======== Input for this task ========

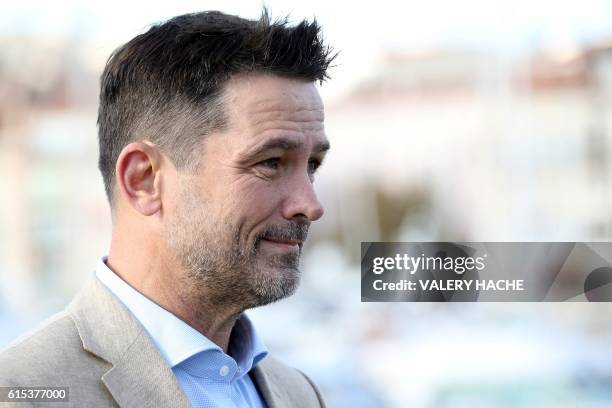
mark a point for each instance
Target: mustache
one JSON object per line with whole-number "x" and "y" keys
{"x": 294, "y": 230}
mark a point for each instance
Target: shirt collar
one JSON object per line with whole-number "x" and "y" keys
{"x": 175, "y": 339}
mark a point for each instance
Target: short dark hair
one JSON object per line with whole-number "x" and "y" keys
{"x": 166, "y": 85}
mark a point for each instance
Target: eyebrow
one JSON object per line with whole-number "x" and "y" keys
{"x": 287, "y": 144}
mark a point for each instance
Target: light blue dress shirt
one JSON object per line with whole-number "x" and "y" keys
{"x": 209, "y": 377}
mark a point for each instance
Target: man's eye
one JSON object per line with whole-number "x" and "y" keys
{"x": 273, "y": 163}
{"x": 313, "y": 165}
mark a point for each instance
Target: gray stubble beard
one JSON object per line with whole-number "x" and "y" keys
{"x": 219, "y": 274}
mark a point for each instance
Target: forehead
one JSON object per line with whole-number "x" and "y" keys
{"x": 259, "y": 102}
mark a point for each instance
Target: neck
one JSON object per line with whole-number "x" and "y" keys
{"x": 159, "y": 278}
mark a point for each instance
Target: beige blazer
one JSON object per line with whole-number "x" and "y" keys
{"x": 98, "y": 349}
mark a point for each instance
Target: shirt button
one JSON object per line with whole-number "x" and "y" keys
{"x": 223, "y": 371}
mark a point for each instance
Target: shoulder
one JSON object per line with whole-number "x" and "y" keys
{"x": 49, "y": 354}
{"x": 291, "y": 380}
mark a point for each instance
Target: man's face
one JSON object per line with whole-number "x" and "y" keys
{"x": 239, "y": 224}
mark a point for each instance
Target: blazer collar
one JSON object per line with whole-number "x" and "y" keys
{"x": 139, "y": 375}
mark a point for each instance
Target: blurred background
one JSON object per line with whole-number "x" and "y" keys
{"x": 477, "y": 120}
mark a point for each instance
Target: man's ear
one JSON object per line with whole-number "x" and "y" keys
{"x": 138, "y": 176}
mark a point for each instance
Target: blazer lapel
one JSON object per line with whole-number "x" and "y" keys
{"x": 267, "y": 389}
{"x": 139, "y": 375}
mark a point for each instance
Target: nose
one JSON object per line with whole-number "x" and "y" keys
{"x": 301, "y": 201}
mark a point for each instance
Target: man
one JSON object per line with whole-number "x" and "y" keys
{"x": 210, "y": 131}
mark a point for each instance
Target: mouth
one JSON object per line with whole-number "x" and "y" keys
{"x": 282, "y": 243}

========

=== Problem statement ===
Write the records out in full, word for word; leave every picture behind.

=== Reply to the exercise ===
mark a point for each instance
Target: mustache
one JSON object per line with whole-number "x" and "y" keys
{"x": 294, "y": 230}
mark a point for each instance
Target: shirt collar
one JSON object per line with whole-number "x" and "y" keys
{"x": 175, "y": 339}
mark a point for each instance
Target: short dark hair
one JSON object per line with whole-number "x" and "y" keys
{"x": 166, "y": 85}
mark a point for each instance
Target: eyebrow
one JSON object per line with whole-number "x" and "y" keys
{"x": 287, "y": 144}
mark a point for each instance
Target: light blue dress shirt
one JSON object per line with whole-number "x" and "y" keys
{"x": 209, "y": 377}
mark a point for each instance
Target: man's eye
one JSON object per line with whole-number "x" and "y" keys
{"x": 273, "y": 163}
{"x": 313, "y": 165}
mark a point for each instance
Target: gray stubble beard
one JSON object per line with whole-number "x" and "y" keys
{"x": 219, "y": 274}
mark a point for each instance
Target: forehead
one JSON object per line with whole-number "x" and "y" keys
{"x": 259, "y": 102}
mark a point for each instance
Target: neck
one JSON object per line with whole-number "x" and "y" keys
{"x": 159, "y": 278}
mark a point for each instance
Target: beige blazer
one JSON object per line with whole-number "x" and "y" keys
{"x": 98, "y": 349}
mark a point for each instance
Target: shirt button
one JSON object per line with whole-number "x" and "y" keys
{"x": 223, "y": 371}
mark a point for each instance
Target: shoulder
one JSON object per line with whole-number "x" and "y" keys
{"x": 49, "y": 354}
{"x": 291, "y": 380}
mark a point for each instance
Target: man's face
one JSON object per line with whole-number "x" and "y" keys
{"x": 239, "y": 224}
mark a point for each instance
Target: blazer collar
one JSON object per line with whole-number "x" and "y" keys
{"x": 139, "y": 375}
mark a point for each instance
Target: blurred background
one JSON object per line with whole-number "x" and "y" keys
{"x": 477, "y": 120}
mark a point for each instance
Target: man's ear
one JSON object per line with whole-number "x" and "y" keys
{"x": 138, "y": 176}
mark a point for each instance
Target: blazer lapel
one JSON object per line with whole-number "x" and "y" keys
{"x": 267, "y": 389}
{"x": 139, "y": 375}
mark a point for each instance
Target: nose
one JSON object per line with whole-number "x" and "y" keys
{"x": 301, "y": 201}
mark a point for each instance
Target: man
one JSON object per line with whole-number "x" and "y" keys
{"x": 210, "y": 131}
mark a point for each instance
Target: mouth
one JSON object per line with whole-number "x" and "y" keys
{"x": 282, "y": 243}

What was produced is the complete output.